**TEXT UNDER STUDY:**
=== Begin Enclosure ===

How does a girl go about getting her groove back?
1) Make yourself a priority! You came into this world the most perfect version of you the universe has ever known, and you must let that message permeate every cell of your body.
Set aside a few minutes each day for your own quiet, centering meditation. This is the time for you to reconnect with yourself on a deeper level.
2) Take a closer look at the foods you are eating. Would it surprise you to know that some foods can actually enhance your natural sensuality?
Of course, we know that there are foods that can have a negative effect on our mood and energy levels, like processed foods, foods high in sugars, salt or animal fats, so it makes sense that there would be foods and spices that naturally boost the libido as well.
Sometimes, our rushed and hectic lifestyles can really take a toll on our eating habits, making it difficult for us to get even the necessary daily nutrition to feel our best, and we find ourselves eating whatever is quick, easy, or there.
This is the perfect time to introduce the Glowing Green Smoothie® into your diet. In one delicious drink, you get the fuel to not only lose unwanted weight, but to rejuvenate your skin, fight aging, cleanse your digestive system, enhance your natural beauty, and increase your energy levels!
It’s so easy, it’s so simple, and it has worked for all my clients, from Hollywood stars to busy moms and schoolteachers.
If you are someone who does everything for everybody else, it is that one special thing you can do each day just for you.
3) Step outside of the box. Try some brand new things that will connect you with your true and amazing potential. This is great advice for everyone!
*Consider this thought for a moment – let it seep down into your bones: If you were to live to be a hundred years old, you would still never know all of the things you are capable of!

=== End Enclosure ===

**WHAT TO WORK ON:**
Pick up the advice piece on getting one's groove back after its final sentence and continue it in the same voice.

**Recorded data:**
=== Begin Enclosure ===

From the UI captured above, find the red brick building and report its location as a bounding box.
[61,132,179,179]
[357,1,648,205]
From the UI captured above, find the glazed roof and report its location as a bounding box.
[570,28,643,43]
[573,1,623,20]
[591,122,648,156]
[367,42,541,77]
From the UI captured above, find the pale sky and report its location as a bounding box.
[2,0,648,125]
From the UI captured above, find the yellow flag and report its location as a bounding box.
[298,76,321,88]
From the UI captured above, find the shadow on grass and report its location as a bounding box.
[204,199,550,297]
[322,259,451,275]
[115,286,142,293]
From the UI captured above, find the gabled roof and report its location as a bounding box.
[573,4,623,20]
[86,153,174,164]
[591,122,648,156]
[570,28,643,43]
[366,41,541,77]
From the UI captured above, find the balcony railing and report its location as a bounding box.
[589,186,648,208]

=== End Enclosure ===

**ANSWER TO THE EXERCISE:**
Try a beginners’ dance fitness class to get back in touch with your ability to express yourself through movement. You don’t have to know anything about dancing, and you don’t have to be into fitness to start, just as long as you commit to having fun and you are open to surprising yourself!
Or maybe you are feeling a little more adventurous, and you would rather learn belly dancing, or even pole dancing?
Yoga is another great way to get in touch with your body, not just physically, but also mentally and spiritually, bringing you to a new level of awareness and awakening you to the worlds of confidence and beauty that lie within.
If your partner is willing to practice alongside you, it can be a very powerful way to reestablish and deepen the delicate interpersonal connection which can get lost in day to day living.
4) Therapy. Lack of interest in sexual activity can stem from a host of different sources – from a past negative experience, negative emotions surrounding intimacy, physical discomfort and stress to issues like trust, or simply not feeling in sync with your partner anymore.
Therapy with a qualified practitioner is a chemical free way to rediscover the vivacious, sensual part of your natural self. A skilled, qualified therapist doesn’t change who you are or alter your brain chemistry. He/she will simply help you get in touch with that well of clarity, confidence, and wholeness that resides within each one of us. There are so many different kinds, so explore one that vibes with you.
If you, or someone you know is experiencing problems that should be discussed with a doctor or care provider, please make an appointment as soon as possible.
We know our own bodies best, so getting necessary medical attention and partnering with your doctor whenever you notice dramatic changes is an important part of responsible self-care, and should be part of your personal commitment to yourself. At the same time, be sure to check in with your emotional, mental and spiritual side and remember that needs as much nourishing as well.
With Love and Gratitude,
What makes you feel sexy and seductive? Can you think of 3 things that you haven’t done in a while, and put them on the top of your priority list? Check back in with yourself in a week and note your results.